PROBLEM STATEMENT >> Copy everything from the line containing "sky, that would be a great help." down to the line containing "891 276 L 900", swapping "cloudy" for "overcast" and leaving the rest of the rows as they are.

[Records in a dataset]
****************

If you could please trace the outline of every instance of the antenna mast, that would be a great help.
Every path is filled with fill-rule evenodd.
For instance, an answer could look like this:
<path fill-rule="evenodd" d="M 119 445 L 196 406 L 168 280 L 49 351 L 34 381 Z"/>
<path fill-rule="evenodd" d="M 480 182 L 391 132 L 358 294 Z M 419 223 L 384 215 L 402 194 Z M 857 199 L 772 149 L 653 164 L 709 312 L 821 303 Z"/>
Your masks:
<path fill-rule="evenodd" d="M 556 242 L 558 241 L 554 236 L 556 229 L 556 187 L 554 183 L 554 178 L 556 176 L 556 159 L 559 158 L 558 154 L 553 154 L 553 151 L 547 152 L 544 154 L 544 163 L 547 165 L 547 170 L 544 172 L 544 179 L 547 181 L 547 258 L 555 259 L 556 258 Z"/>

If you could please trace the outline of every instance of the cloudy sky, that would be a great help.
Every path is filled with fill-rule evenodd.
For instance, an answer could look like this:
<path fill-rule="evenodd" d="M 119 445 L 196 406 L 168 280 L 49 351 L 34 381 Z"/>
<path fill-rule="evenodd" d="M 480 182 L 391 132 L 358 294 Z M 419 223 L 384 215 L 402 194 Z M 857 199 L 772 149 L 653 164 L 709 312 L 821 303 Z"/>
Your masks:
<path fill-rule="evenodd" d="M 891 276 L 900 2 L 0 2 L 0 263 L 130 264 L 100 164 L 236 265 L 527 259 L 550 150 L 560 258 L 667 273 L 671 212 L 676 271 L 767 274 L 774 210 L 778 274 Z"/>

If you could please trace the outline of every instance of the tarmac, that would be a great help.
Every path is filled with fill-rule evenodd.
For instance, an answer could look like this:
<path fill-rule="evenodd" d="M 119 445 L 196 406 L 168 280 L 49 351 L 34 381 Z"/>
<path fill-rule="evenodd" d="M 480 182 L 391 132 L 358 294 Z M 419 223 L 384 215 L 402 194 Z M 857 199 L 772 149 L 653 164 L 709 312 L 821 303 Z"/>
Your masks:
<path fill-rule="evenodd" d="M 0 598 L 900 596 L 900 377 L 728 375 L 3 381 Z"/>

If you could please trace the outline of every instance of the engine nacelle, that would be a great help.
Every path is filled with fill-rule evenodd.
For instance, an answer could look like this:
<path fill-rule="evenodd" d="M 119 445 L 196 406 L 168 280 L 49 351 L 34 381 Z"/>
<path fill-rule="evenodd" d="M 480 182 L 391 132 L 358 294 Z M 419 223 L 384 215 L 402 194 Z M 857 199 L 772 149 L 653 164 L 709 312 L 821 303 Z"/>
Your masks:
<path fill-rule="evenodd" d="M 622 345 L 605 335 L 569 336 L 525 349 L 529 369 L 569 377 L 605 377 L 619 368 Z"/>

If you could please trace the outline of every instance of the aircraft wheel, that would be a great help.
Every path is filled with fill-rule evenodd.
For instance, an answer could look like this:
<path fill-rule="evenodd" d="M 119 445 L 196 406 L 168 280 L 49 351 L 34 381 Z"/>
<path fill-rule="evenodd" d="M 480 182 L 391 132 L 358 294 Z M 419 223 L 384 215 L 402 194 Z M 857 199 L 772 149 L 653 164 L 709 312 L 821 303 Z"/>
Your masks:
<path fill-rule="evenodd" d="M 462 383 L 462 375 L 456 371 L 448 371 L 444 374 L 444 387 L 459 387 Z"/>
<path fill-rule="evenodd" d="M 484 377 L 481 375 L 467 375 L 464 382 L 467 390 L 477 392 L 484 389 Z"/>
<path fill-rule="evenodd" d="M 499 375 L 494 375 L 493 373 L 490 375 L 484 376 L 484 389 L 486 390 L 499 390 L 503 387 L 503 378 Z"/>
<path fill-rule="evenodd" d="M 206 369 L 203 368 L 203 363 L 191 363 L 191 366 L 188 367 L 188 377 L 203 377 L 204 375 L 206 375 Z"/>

****************

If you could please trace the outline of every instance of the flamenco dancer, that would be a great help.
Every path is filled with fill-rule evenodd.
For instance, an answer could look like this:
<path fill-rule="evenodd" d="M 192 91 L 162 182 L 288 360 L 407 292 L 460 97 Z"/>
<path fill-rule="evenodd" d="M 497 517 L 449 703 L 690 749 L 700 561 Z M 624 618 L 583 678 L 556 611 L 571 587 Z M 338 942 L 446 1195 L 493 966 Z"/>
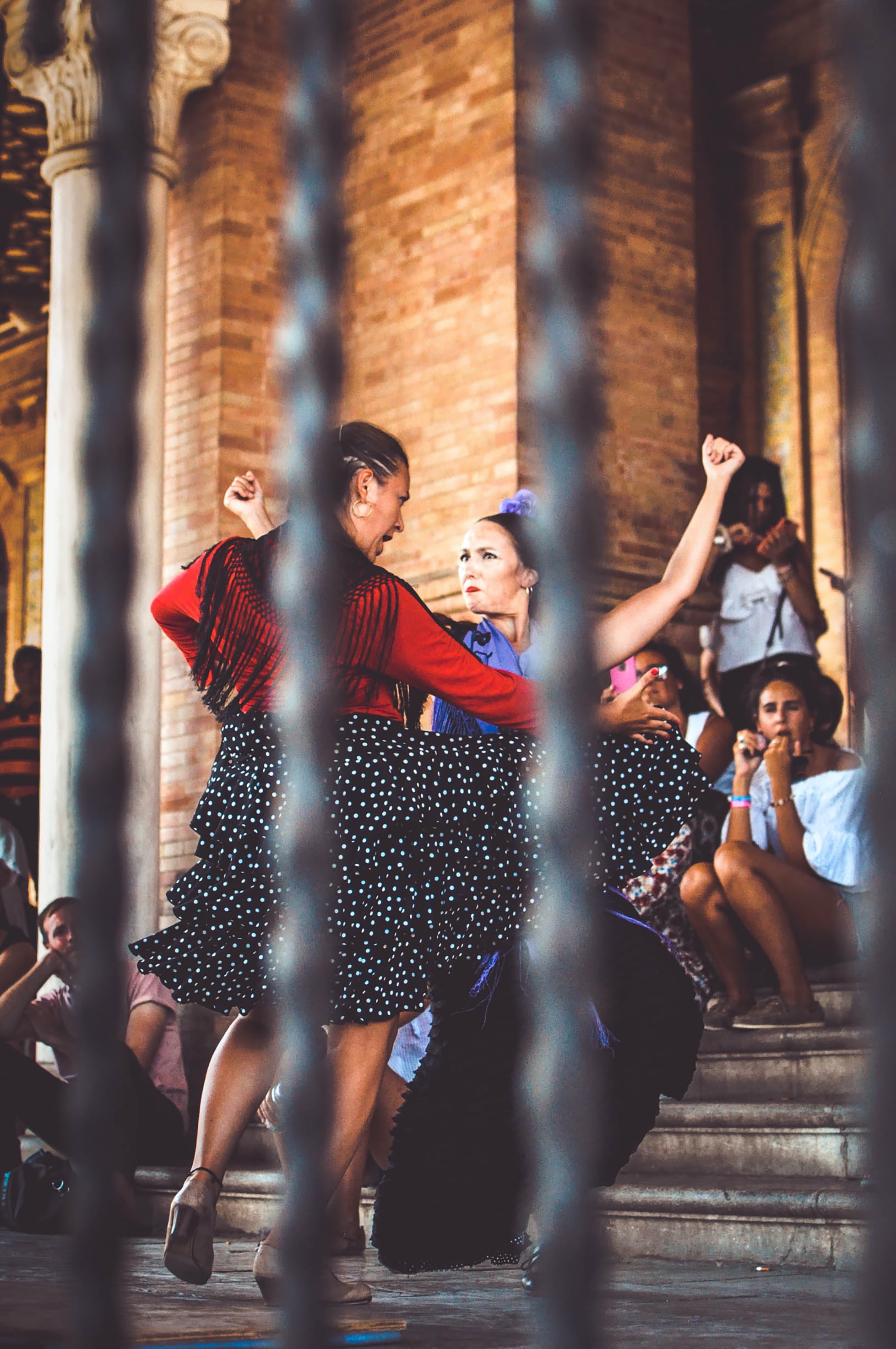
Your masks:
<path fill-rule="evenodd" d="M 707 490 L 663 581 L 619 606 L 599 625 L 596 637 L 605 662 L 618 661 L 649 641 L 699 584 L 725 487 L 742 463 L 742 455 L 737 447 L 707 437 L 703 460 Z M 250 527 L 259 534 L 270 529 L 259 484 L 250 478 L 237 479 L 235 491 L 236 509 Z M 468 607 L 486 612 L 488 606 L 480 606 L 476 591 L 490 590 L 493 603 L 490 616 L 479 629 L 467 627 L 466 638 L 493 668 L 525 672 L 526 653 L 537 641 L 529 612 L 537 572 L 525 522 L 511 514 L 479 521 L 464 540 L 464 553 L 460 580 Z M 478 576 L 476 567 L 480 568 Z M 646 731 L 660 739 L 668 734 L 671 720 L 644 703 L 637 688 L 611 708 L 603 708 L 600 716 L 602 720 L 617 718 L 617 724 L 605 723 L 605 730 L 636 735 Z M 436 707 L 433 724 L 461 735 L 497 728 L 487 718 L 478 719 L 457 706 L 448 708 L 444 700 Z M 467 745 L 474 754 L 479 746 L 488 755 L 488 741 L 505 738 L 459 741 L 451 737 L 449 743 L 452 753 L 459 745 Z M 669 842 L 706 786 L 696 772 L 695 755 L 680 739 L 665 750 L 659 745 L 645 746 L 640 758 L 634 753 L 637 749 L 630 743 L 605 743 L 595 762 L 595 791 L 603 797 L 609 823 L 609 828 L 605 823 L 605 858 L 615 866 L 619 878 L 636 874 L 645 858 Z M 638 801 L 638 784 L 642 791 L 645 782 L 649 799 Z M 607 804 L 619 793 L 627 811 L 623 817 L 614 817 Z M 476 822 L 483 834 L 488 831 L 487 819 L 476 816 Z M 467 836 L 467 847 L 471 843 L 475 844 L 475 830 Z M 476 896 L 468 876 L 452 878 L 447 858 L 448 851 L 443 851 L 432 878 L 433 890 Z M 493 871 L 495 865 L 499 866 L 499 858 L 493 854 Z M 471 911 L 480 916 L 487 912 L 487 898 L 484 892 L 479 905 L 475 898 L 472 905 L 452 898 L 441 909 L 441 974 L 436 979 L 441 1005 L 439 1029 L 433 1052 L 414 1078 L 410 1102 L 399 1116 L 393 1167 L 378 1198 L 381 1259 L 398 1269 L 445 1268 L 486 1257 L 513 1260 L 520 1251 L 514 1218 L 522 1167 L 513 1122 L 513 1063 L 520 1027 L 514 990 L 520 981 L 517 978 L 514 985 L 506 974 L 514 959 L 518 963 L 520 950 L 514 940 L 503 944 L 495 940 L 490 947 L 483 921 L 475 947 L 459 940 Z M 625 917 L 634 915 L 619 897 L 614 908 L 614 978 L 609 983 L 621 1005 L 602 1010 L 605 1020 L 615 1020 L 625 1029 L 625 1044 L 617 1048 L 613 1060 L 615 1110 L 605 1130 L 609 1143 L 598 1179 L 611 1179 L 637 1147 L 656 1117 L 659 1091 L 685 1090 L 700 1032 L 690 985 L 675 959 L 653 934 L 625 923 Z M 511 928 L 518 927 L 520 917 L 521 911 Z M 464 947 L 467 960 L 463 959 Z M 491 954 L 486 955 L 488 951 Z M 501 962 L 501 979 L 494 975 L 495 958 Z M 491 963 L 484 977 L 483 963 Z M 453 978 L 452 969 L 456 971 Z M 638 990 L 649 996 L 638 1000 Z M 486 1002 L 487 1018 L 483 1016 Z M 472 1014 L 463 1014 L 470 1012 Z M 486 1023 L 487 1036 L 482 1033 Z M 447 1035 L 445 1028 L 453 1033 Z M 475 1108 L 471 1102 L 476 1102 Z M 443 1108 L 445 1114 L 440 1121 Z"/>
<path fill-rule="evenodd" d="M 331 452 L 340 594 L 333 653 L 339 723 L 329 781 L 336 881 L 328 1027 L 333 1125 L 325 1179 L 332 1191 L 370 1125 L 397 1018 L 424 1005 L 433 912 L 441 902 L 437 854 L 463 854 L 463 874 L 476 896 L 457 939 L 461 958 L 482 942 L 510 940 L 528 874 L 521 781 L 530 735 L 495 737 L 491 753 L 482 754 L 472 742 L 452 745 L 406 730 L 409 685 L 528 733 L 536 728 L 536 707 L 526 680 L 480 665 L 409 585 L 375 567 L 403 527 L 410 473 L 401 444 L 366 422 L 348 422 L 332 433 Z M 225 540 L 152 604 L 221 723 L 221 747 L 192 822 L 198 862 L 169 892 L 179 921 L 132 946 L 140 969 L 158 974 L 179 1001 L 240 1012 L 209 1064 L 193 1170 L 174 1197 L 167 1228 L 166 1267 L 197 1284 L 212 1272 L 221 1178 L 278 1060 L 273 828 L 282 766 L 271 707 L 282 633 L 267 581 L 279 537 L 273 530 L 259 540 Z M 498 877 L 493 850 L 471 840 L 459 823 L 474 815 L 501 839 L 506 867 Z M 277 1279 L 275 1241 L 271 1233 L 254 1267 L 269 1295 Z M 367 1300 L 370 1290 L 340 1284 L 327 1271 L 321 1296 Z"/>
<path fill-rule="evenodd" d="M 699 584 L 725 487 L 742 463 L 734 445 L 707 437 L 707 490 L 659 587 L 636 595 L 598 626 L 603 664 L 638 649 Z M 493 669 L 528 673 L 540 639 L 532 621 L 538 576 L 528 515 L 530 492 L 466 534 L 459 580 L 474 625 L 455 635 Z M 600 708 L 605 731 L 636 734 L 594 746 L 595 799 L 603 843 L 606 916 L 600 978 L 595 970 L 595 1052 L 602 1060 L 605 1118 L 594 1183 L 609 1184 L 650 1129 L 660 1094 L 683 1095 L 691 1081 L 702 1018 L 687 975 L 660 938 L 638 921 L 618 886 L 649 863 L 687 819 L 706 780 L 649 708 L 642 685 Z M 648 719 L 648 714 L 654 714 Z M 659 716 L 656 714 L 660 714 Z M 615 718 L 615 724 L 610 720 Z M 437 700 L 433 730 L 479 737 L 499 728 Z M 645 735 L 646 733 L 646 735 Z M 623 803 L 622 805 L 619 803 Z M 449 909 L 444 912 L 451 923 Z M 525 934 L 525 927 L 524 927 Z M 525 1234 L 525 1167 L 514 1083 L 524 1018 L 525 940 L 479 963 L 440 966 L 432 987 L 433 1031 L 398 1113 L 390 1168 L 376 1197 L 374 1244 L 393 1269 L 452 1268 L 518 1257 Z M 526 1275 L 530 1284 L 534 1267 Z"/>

****************

TASK SOLUTION >>
If you could please trace the outline of every instance of the overcast sky, that would be a great help.
Every path is filled with fill-rule evenodd.
For instance, an answer could look like this:
<path fill-rule="evenodd" d="M 119 445 L 196 406 L 168 280 L 49 351 L 34 381 Z"/>
<path fill-rule="evenodd" d="M 480 182 L 391 132 L 358 294 Z M 419 223 L 384 215 L 402 194 Z M 857 199 L 772 149 L 653 164 L 709 312 L 821 303 Z"/>
Your masks:
<path fill-rule="evenodd" d="M 891 276 L 900 2 L 0 2 L 0 263 L 130 264 L 100 164 L 236 265 L 527 259 L 550 150 L 560 258 L 667 273 L 671 212 L 676 271 L 767 274 L 774 210 L 778 274 Z"/>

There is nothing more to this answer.